EXCERPTED TEXT:
The anticipation is mighty, the mood is tense
And the beer is…

Finally, the week ended being asked to judge at the National Homebrewing Competition Now in its second year, there were almost 400 entries from 140 brewers. The competition was held in The Church (venue for the forthcoming European Beer Bloggers Conference) and it was an early start for judges, who were asked to be there by 9.30am on a Saturday morning. I had to be good the night before because I didn’t want my palate to be shot so I limited myself to a couple of post work pints and an opportunity to catch up with Bo Bristle who were doing a tasting in Baggot Street Wines. I was asked to judge the American Amber and American Brown Ale categories. Judging at a competition is fairly intense as each beer is ruthlessly scrutinised and there’s a lot of form filling. It is a great experience and really gives you a sense of the wider beer movement in Ireland and the talent that is out there.

So that was the week that was, for me at least…

The most wonderful time for beer

The only bit of Christmas shopping I like is carefully selecting the beers to enjoy over the holiday period. The most important choices are the beers to be savoured alongise the Christmas meal itself.

Food and beer pairings can be a joy but also at times the attempts to get them right can be a real test of endurance. Christmas Day dinner can be one of those occasions where choosing the right beers can be a particular ordeal, simply because of the range of food and differing flavours being experienced. One caveat is that Christmas seasonal beers may not be ideal because of the strong flavours contained within. These can be perfect on their own (e.g. BrewDog’s Hoppy Christmas while decorating the Christmas tree) but depending on the specific profile of each beer, they can be tricky to match with food, particularly a Christmas menu.

Menus of course vary between households but a common thread exists – deep, rich and luxurious foods that will appeal to a broad range of ages and people around the table. Some may go with a 1970s style with a prawn cocktail to start and a trifle to finish but others may have soup or light starter finishing off with the traditional heavyweight Christmas pudding. At the heart of most menus will be a roast. An obvious choice given so many dishes to be prepared for one meal, taking advantage of a slow-cooking main course helps preserve the sanity of the chef.

GIVEN INSTRUCTION A:
Answer these questions from the beer blog excerpt:
(i) How many entries and brewers did the National Homebrewing Competition have?
(ii) Which categories was the writer asked to judge?
(iii) What does the writer say is at the heart of most Christmas menus?
The beer blog excerpt and the listing that follows it come from separate sources.

[Lines of data]
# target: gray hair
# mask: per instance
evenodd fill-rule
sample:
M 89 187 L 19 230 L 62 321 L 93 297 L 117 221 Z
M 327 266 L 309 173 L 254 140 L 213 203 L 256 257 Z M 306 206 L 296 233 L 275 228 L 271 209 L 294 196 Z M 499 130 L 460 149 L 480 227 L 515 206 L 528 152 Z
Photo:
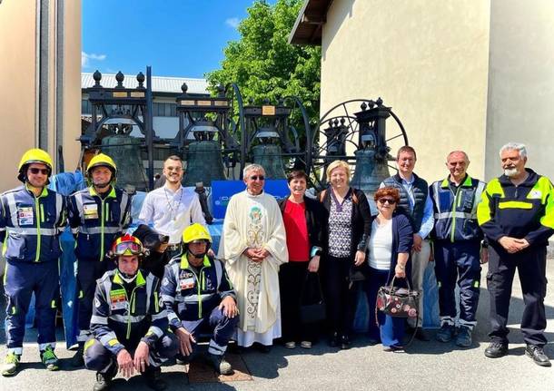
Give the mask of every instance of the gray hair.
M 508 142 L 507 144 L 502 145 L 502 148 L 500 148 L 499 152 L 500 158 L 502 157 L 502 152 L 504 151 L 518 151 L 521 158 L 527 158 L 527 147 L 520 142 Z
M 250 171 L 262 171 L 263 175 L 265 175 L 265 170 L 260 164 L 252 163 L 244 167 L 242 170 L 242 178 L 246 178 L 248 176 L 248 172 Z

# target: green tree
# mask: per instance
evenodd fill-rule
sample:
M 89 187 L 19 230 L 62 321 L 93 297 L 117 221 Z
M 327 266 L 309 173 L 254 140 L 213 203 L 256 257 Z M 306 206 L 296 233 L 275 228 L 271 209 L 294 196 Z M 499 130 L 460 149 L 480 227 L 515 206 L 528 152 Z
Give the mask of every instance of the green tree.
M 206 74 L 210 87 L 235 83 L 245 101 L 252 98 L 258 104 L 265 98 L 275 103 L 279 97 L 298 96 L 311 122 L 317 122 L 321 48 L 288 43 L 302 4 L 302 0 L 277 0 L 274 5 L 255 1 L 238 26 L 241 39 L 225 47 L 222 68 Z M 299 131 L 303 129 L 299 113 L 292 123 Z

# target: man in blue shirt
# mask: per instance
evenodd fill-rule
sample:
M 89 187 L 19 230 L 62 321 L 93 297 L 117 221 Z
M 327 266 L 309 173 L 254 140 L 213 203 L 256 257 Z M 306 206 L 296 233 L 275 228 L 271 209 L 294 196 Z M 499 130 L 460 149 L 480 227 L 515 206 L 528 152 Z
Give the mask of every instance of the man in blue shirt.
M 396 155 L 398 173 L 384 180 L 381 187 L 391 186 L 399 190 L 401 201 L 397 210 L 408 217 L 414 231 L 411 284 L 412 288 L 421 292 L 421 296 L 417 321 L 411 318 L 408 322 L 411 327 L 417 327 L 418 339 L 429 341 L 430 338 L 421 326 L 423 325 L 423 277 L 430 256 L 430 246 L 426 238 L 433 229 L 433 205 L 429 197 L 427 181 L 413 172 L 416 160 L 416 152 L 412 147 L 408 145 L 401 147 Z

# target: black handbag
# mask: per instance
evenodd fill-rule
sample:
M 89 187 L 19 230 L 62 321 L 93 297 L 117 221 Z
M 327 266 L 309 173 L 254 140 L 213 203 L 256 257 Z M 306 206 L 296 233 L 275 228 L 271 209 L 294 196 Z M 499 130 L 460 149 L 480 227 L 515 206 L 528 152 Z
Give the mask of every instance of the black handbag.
* * *
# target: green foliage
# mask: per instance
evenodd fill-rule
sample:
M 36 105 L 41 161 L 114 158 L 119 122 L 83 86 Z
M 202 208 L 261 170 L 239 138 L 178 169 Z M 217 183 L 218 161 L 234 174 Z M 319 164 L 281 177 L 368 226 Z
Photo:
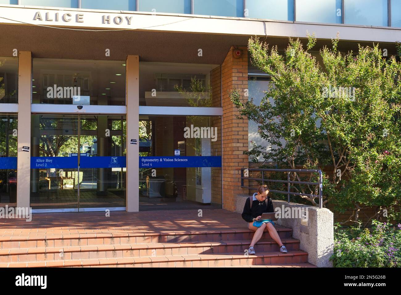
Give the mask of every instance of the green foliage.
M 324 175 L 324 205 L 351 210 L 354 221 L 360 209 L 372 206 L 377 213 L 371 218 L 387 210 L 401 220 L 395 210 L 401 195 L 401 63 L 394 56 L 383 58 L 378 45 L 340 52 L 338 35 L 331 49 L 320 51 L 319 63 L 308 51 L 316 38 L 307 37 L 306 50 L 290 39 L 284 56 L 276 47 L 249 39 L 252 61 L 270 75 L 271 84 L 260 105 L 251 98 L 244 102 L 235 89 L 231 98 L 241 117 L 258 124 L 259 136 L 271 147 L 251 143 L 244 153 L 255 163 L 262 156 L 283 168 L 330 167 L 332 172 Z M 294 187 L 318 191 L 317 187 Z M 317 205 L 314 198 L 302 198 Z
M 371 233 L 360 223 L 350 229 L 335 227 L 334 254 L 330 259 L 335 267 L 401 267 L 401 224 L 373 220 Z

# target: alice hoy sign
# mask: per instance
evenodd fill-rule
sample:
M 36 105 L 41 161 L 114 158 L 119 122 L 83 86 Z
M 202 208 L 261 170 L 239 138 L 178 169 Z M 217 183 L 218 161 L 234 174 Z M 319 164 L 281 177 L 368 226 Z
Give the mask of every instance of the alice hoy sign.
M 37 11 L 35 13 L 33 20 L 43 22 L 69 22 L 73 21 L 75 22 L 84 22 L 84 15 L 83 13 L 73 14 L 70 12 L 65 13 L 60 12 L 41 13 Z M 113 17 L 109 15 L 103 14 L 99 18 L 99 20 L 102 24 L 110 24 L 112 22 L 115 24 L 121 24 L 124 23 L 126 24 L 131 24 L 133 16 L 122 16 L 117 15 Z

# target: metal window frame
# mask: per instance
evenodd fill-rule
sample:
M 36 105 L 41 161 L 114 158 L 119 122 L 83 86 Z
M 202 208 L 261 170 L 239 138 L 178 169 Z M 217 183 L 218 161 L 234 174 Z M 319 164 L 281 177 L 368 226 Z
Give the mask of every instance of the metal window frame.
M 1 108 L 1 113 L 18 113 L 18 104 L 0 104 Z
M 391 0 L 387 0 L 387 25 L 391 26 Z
---
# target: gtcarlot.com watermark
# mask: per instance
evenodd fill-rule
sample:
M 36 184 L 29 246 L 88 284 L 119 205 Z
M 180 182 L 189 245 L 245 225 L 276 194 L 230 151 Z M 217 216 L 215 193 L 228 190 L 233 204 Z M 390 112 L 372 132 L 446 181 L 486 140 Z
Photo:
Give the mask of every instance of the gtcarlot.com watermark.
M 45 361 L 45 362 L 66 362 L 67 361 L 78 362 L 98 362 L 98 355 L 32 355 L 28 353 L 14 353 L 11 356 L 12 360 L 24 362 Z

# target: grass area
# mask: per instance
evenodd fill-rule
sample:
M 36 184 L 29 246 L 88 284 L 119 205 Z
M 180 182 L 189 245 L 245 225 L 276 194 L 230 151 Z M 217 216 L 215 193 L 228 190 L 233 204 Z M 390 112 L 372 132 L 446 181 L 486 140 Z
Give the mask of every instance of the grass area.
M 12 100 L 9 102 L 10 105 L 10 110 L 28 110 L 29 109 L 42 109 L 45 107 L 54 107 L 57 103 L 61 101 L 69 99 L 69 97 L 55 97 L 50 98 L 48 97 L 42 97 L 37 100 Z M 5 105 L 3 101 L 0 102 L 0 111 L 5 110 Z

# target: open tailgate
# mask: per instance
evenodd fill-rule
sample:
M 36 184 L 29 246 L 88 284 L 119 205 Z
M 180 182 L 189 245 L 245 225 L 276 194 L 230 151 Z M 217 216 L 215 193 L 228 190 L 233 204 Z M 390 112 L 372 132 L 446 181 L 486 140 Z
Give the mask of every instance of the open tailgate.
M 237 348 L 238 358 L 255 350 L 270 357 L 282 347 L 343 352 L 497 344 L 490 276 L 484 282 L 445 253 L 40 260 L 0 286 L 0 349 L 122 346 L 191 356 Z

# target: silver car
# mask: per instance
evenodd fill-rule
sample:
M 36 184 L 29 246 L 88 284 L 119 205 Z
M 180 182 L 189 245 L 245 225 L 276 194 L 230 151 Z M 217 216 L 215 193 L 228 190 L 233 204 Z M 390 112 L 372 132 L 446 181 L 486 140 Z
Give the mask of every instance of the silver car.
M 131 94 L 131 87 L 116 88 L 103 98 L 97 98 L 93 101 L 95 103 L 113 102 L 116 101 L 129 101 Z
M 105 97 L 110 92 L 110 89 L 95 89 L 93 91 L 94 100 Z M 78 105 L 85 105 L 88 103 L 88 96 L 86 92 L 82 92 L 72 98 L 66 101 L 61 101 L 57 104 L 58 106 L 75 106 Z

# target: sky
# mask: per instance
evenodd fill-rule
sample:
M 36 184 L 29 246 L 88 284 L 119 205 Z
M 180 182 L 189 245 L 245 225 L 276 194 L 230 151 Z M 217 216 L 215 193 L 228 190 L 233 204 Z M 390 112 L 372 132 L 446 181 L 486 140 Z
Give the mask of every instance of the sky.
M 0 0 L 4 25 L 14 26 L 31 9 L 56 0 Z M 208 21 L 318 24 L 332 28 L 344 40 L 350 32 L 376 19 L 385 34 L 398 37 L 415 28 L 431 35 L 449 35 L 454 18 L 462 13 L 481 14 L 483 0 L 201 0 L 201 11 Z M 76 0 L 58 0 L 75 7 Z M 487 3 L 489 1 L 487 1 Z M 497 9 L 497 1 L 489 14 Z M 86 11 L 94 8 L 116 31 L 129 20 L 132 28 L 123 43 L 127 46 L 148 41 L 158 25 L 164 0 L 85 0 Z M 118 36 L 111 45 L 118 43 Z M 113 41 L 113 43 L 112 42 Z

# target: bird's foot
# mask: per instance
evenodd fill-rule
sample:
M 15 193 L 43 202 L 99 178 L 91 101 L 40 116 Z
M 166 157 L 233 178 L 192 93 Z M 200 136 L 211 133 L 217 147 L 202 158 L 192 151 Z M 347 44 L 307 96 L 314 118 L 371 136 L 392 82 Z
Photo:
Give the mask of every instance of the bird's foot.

GIVEN INSTRUCTION B: Quote the listing lines between the line holding "# target: gray hair" and the line holding "Give the mask of every instance of the gray", inclusive, and leave out the picture.

CORRECT RESPONSE A:
(i) Almost 400 entries from 140 brewers.
(ii) American Amber and American Brown Ale.
(iii) A roast.

CORRECT RESPONSE B:
# target: gray hair
# mask: per instance
evenodd fill-rule
sample:
M 89 187 L 19 230 L 62 321 L 93 297 L 117 221 Z
M 327 266 L 309 173 L 254 140 L 213 203 L 256 257 Z M 306 206 L 296 233 L 275 228 L 271 209 L 294 196 Z M 499 130 L 460 149 L 480 227 L 515 206 L 528 152 Z
Photo:
Give the mask of every instance of the gray hair.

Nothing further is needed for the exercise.